缪开金
(中国浦东干部学院,上海 201204)
党的十八大报告指出:“在城乡社区治理、基层公共事务和公益事业中实行群众自我管理、自我服务、自我教育、自我监督,是人民依法直接行使民主权利的重要方式。”[1](P27)报告首次提出了社区治理的理念。何为社区治理呢?社区治理就是指政府、社区组织、居民及辖区单位、赢利组织、非赢利组织等基于市场原则、公共利益和社区认同,协调合作,有效供给社区公共物品,满足社区需求,优化社区秩序的过程与机制。如何治理城市社区是当前社会建设尤其是城市社会建设一个热门的话题。
20世纪中叶以来,复兴社区、回归社区逐渐形成了一股世界性的潮流。现代社会为什么要重建社区,主要目的在于解决工业化、城市化所带来的社会问题和发展问题,同时也是人类发展观变革的结果。西方发达国家所走过的工业化道路,实际上是一条牺牲社区这个与人类文明一样悠久而且曾经占据主要地位的共同体形式为代价的道路。“工具理性”发展观和资本主义发展方式主宰一切,工具价值冲击着生活世界的价值,市场关系支配了整个生活方式和生存环境。
英国著名社会学家吉登斯把这种现代化称作“简单现代化”或“旧式的、直线发展的现代化”。[2](P199)工业化所带来的环境污染、生物灭绝、吸毒、颓废、人际关系冷漠等负面后果不符合人类的本性和需求。于是,人们开始理性地思考发展的模式,重视社区这个社会的细胞,提出经由社区发展来获得社会发展。社区不仅可以利用自己贴近民众的优势,发展自身的福利服务,增进人际关怀,提高物质和精神生活质量,而且可以作为社会福利体系和社会救助体系的承接“平台”。在现代社会,社区的价值体现在社区原则和社区精神上。社区的原则是一种以人为本的原则,社区的精神是亲密交往、相互信赖、守望相助的精神。社区不仅可以为人们提供情感慰藉,而且是最能体现以人为本价值观的载体,也是调节和维系社会秩序的最基层社会单位。社区的价值还体现在,社区是解决现代化进程中出现的社会经济问题的最好载体。完善的社区机制、良好的社区设施是解决与城市化相伴随的社会问题的重要保证条件。虽然不是工业化发展带来的所有社会秩序解构问题都能通过社区得到解决,但是大多数问题是可以得到处置或缓解的。社区作为人们生活中除家庭以外最直接接触的社会单位,是离“人”更近,更可感,更有人情味的生活共同体,能够削弱现代社会对人的异化和物化,避免人们失去归属感和安全感。

所供信息:
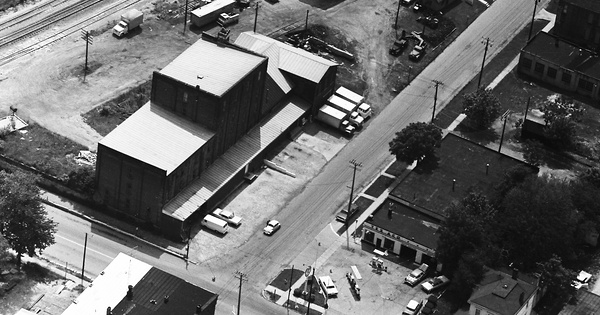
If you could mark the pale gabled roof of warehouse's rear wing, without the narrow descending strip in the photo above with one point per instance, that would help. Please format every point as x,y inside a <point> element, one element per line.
<point>291,59</point>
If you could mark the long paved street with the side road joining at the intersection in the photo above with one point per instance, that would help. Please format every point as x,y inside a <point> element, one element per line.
<point>306,215</point>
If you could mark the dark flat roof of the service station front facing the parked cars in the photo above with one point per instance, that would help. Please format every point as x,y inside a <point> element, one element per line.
<point>402,220</point>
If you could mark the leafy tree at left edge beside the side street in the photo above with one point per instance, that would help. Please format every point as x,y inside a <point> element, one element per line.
<point>23,219</point>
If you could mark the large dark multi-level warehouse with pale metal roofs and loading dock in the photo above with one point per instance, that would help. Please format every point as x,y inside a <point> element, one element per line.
<point>214,112</point>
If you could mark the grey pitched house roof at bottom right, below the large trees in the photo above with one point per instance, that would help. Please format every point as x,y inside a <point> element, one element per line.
<point>501,294</point>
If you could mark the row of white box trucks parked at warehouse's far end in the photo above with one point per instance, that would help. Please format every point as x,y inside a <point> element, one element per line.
<point>345,110</point>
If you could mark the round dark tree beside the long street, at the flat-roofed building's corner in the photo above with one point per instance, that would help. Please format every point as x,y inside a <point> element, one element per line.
<point>416,142</point>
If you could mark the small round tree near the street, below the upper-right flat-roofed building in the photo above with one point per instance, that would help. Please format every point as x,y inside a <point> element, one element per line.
<point>481,107</point>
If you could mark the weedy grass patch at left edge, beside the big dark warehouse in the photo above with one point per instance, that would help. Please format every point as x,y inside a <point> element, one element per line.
<point>42,149</point>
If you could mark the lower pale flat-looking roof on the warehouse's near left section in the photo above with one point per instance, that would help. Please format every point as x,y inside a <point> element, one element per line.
<point>157,137</point>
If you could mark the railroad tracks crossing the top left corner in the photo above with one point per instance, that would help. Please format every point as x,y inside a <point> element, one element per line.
<point>53,18</point>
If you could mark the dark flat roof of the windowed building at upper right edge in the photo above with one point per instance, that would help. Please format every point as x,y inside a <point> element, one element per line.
<point>564,54</point>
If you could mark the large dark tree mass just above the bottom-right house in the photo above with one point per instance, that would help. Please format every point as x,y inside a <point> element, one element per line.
<point>538,220</point>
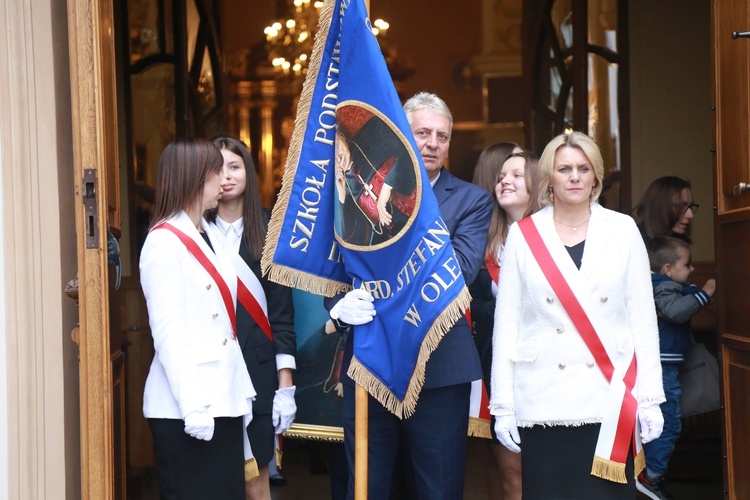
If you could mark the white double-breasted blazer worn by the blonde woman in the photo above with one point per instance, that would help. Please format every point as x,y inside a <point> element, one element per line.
<point>541,367</point>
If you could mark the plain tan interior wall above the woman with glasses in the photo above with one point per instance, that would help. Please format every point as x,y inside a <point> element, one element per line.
<point>670,100</point>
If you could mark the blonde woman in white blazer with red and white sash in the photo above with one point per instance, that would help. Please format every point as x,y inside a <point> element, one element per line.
<point>576,362</point>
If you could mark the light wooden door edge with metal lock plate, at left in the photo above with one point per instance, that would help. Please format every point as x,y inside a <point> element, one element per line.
<point>94,112</point>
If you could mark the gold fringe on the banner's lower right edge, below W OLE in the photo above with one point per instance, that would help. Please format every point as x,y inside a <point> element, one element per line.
<point>376,389</point>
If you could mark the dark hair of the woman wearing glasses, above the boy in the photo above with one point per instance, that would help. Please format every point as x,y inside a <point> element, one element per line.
<point>656,214</point>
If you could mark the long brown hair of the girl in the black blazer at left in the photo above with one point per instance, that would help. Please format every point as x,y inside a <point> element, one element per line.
<point>254,232</point>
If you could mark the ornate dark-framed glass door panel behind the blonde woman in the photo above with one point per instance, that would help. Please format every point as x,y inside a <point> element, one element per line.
<point>575,59</point>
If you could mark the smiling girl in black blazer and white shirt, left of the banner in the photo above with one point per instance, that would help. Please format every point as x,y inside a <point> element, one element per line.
<point>268,343</point>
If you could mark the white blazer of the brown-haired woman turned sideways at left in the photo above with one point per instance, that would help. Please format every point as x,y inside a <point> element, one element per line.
<point>197,362</point>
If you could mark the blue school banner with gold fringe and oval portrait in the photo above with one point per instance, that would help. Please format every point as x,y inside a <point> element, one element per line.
<point>361,213</point>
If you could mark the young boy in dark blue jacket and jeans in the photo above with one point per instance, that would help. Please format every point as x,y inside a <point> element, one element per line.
<point>676,302</point>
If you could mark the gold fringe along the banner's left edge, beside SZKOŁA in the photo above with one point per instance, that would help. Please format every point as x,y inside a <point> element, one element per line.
<point>275,272</point>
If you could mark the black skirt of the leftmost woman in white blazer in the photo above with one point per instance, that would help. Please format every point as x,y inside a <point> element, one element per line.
<point>190,468</point>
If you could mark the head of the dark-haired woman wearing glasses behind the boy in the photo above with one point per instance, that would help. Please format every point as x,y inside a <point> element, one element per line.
<point>667,209</point>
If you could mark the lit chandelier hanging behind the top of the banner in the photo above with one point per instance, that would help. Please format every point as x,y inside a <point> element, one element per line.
<point>290,42</point>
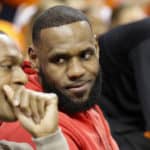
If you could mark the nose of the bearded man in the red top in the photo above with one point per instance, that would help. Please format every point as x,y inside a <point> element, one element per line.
<point>75,69</point>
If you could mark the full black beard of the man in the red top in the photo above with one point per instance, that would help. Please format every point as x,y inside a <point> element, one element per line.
<point>70,102</point>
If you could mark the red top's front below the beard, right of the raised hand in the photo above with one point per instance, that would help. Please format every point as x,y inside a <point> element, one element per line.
<point>87,131</point>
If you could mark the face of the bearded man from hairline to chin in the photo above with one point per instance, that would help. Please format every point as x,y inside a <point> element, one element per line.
<point>68,58</point>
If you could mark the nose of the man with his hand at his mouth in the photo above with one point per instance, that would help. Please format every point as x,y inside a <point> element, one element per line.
<point>19,77</point>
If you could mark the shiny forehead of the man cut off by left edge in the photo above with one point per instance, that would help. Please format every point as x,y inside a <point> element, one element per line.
<point>7,46</point>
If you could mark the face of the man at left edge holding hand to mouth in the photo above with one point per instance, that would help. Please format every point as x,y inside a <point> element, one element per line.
<point>10,71</point>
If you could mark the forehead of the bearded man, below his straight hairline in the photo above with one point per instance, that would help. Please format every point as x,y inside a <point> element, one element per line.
<point>74,34</point>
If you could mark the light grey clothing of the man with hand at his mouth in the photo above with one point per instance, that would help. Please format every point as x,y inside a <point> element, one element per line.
<point>54,141</point>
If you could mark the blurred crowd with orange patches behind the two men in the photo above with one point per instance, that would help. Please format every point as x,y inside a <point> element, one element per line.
<point>17,16</point>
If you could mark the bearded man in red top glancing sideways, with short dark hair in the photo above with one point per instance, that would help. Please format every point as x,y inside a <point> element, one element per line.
<point>68,56</point>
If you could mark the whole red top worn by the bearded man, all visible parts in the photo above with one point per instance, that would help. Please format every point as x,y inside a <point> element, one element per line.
<point>85,131</point>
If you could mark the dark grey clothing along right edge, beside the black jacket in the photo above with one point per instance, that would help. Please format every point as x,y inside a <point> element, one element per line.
<point>140,60</point>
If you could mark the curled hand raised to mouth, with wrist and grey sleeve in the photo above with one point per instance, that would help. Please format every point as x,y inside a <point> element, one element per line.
<point>43,128</point>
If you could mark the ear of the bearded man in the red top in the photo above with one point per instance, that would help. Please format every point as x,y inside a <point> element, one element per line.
<point>33,58</point>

运用资料:
1/ 请重写关于社区治理的原文中从“20世纪中叶以来,复兴社区、”开始、至“配了整个生活方式和生存环境。”结束的部分,并将其中的“西方发达国家”替换为“欧美发达国家”。
2/ 请从关于社区治理的原文最后一句之后接着往下写。

逐项答案:
1/
20世纪中叶以来,复兴社区、回归社区逐渐形成了一股世界性的潮流。现代社会为什么要重建社区,主要目的在于解决工业化、城市化所带来的社会问题和发展问题,同时也是人类发展观变革的结果。欧美发达国家所走过的工业化道路,实际上是一条牺牲社区这个与人类文明一样悠久而且曾经占据主要地位的共同体形式为代价的道路。“工具理性”发展观和资本主义发展方式主宰一切,工具价值冲击着生活世界的价值,市场关系支配了整个生活方式和生存环境。

2/
吉登斯非常重视社区建设,他看到随着全球一体化的加速,发达资本主义国家的社会问题日益严重,社会成员素质的衰落体现在当代社会生活的各个方面。它表现为乡村社区和城市街道中团结感的弱化,居高不下的犯罪率以及婚姻和家庭的解体。社区不仅意味着重新找回已经失去的地方团结形式,它还是促进街道、城镇和更大范围的地方区域的社会和物质复苏的可行方法。[3](PP82-83)社区建设中的广泛民主参与和互助合作,能 “直接或间接地促进社会公正”和“改善一个街区的生活质量”。[3](P92)在他看来,社区这一主题是新型政治的根本所在。
中国在20世纪八九十年代,为适应社会转型和变迁,建立在传统单位制基础上的城市治理模式开始逐步向以社区为基础的管理模式转变。随着政府职能转变和“单位体制”解体,大量社会管理和社会服务职能从企业和政府中剥离、转移出来,政府将社会责任外移,国有、集体企业将原来自己所承担的劳保福利、就业保障、子女入学入托、生老病死等社会功能推向社会。同时,体制转轨、产业结构调整也使失业、下岗人员大量增加,社会救助事务急剧膨胀,这些都需要社区来承接。地区性、群众性、社会性的工作日益要求由街道、社区来承担,社区活动范围已经大大超越了单纯的“老人俱乐部”现象。城市行政管理的重心逐渐下移到最基层的社区,城管、维稳、民政、社保、医保等众多部门的工作都在向社区延伸,城市社区的功能大大得到了拓展。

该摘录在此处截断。